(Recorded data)

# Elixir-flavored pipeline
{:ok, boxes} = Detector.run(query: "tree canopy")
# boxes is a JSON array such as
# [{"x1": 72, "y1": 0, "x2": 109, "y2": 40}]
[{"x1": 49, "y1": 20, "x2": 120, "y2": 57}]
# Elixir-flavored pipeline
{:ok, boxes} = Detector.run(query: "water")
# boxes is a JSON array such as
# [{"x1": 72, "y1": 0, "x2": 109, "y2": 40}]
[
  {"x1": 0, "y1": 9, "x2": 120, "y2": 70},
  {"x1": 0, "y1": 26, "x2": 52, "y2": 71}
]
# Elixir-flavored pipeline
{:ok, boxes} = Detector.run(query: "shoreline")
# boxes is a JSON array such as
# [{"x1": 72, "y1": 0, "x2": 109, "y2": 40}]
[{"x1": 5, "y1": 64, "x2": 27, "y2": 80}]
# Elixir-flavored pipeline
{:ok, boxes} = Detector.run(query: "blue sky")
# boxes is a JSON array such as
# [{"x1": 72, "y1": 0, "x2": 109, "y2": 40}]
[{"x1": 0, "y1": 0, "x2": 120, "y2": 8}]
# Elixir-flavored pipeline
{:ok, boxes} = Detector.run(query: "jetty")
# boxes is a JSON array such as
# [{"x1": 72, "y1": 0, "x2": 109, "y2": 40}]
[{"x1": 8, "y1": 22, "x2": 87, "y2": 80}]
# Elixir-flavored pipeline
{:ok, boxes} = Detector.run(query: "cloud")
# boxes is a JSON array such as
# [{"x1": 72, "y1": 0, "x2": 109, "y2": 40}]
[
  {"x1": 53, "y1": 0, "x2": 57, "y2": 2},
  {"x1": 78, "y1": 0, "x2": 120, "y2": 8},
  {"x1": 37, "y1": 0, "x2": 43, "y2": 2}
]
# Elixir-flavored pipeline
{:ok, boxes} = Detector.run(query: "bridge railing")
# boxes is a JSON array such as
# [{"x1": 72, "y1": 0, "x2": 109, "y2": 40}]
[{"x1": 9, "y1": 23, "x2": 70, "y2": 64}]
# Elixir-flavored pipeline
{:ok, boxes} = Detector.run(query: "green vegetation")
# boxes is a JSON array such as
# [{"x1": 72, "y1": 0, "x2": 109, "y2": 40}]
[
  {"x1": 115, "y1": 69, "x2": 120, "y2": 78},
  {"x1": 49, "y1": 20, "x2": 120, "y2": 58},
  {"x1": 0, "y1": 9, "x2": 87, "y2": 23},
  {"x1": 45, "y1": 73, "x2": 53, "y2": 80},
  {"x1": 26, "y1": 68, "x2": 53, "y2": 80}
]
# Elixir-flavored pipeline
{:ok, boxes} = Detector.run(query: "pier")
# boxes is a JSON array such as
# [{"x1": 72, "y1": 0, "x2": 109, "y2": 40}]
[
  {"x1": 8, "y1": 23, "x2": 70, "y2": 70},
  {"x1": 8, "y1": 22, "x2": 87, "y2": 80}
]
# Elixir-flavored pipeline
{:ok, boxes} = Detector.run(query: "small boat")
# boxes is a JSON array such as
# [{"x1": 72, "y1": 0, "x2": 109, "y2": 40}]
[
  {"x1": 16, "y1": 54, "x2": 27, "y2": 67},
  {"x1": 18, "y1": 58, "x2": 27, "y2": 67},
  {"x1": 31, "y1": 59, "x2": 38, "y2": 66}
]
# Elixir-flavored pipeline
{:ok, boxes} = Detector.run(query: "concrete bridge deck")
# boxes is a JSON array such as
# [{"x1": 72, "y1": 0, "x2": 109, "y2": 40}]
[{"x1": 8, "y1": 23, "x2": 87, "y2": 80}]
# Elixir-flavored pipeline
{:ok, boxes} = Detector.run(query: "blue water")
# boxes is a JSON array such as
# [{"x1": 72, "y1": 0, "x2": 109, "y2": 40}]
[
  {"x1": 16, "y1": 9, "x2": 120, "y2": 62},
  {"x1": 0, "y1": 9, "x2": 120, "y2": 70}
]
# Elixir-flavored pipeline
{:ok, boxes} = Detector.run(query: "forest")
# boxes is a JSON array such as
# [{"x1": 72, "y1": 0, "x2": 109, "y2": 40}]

■ **PROBLEM TO SOLVE**
All of the data needs to be reproduced exactly, with no line missing.

■ **PROBLEM SOLUTION**
# Elixir-flavored pipeline
{:ok, boxes} = Detector.run(query: "tree canopy")
# boxes is a JSON array such as
# [{"x1": 72, "y1": 0, "x2": 109, "y2": 40}]
[{"x1": 49, "y1": 20, "x2": 120, "y2": 57}]
# Elixir-flavored pipeline
{:ok, boxes} = Detector.run(query: "water")
# boxes is a JSON array such as
# [{"x1": 72, "y1": 0, "x2": 109, "y2": 40}]
[
  {"x1": 0, "y1": 9, "x2": 120, "y2": 70},
  {"x1": 0, "y1": 26, "x2": 52, "y2": 71}
]
# Elixir-flavored pipeline
{:ok, boxes} = Detector.run(query: "shoreline")
# boxes is a JSON array such as
# [{"x1": 72, "y1": 0, "x2": 109, "y2": 40}]
[{"x1": 5, "y1": 64, "x2": 27, "y2": 80}]
# Elixir-flavored pipeline
{:ok, boxes} = Detector.run(query: "blue sky")
# boxes is a JSON array such as
# [{"x1": 72, "y1": 0, "x2": 109, "y2": 40}]
[{"x1": 0, "y1": 0, "x2": 120, "y2": 8}]
# Elixir-flavored pipeline
{:ok, boxes} = Detector.run(query: "jetty")
# boxes is a JSON array such as
# [{"x1": 72, "y1": 0, "x2": 109, "y2": 40}]
[{"x1": 8, "y1": 22, "x2": 87, "y2": 80}]
# Elixir-flavored pipeline
{:ok, boxes} = Detector.run(query: "cloud")
# boxes is a JSON array such as
# [{"x1": 72, "y1": 0, "x2": 109, "y2": 40}]
[
  {"x1": 53, "y1": 0, "x2": 57, "y2": 2},
  {"x1": 78, "y1": 0, "x2": 120, "y2": 8},
  {"x1": 37, "y1": 0, "x2": 43, "y2": 2}
]
# Elixir-flavored pipeline
{:ok, boxes} = Detector.run(query: "bridge railing")
# boxes is a JSON array such as
# [{"x1": 72, "y1": 0, "x2": 109, "y2": 40}]
[{"x1": 9, "y1": 23, "x2": 70, "y2": 64}]
# Elixir-flavored pipeline
{:ok, boxes} = Detector.run(query: "green vegetation")
# boxes is a JSON array such as
# [{"x1": 72, "y1": 0, "x2": 109, "y2": 40}]
[
  {"x1": 115, "y1": 69, "x2": 120, "y2": 78},
  {"x1": 49, "y1": 20, "x2": 120, "y2": 58},
  {"x1": 0, "y1": 9, "x2": 87, "y2": 23},
  {"x1": 45, "y1": 73, "x2": 53, "y2": 80},
  {"x1": 26, "y1": 68, "x2": 53, "y2": 80}
]
# Elixir-flavored pipeline
{:ok, boxes} = Detector.run(query: "pier")
# boxes is a JSON array such as
# [{"x1": 72, "y1": 0, "x2": 109, "y2": 40}]
[
  {"x1": 8, "y1": 23, "x2": 70, "y2": 70},
  {"x1": 8, "y1": 22, "x2": 87, "y2": 80}
]
# Elixir-flavored pipeline
{:ok, boxes} = Detector.run(query: "small boat")
# boxes is a JSON array such as
# [{"x1": 72, "y1": 0, "x2": 109, "y2": 40}]
[
  {"x1": 16, "y1": 54, "x2": 27, "y2": 67},
  {"x1": 18, "y1": 58, "x2": 27, "y2": 67},
  {"x1": 31, "y1": 59, "x2": 38, "y2": 66}
]
# Elixir-flavored pipeline
{:ok, boxes} = Detector.run(query: "concrete bridge deck")
# boxes is a JSON array such as
# [{"x1": 72, "y1": 0, "x2": 109, "y2": 40}]
[{"x1": 8, "y1": 23, "x2": 87, "y2": 80}]
# Elixir-flavored pipeline
{:ok, boxes} = Detector.run(query: "blue water")
# boxes is a JSON array such as
# [{"x1": 72, "y1": 0, "x2": 109, "y2": 40}]
[
  {"x1": 16, "y1": 9, "x2": 120, "y2": 62},
  {"x1": 0, "y1": 9, "x2": 120, "y2": 70}
]
# Elixir-flavored pipeline
{:ok, boxes} = Detector.run(query: "forest")
# boxes is a JSON array such as
# [{"x1": 72, "y1": 0, "x2": 109, "y2": 40}]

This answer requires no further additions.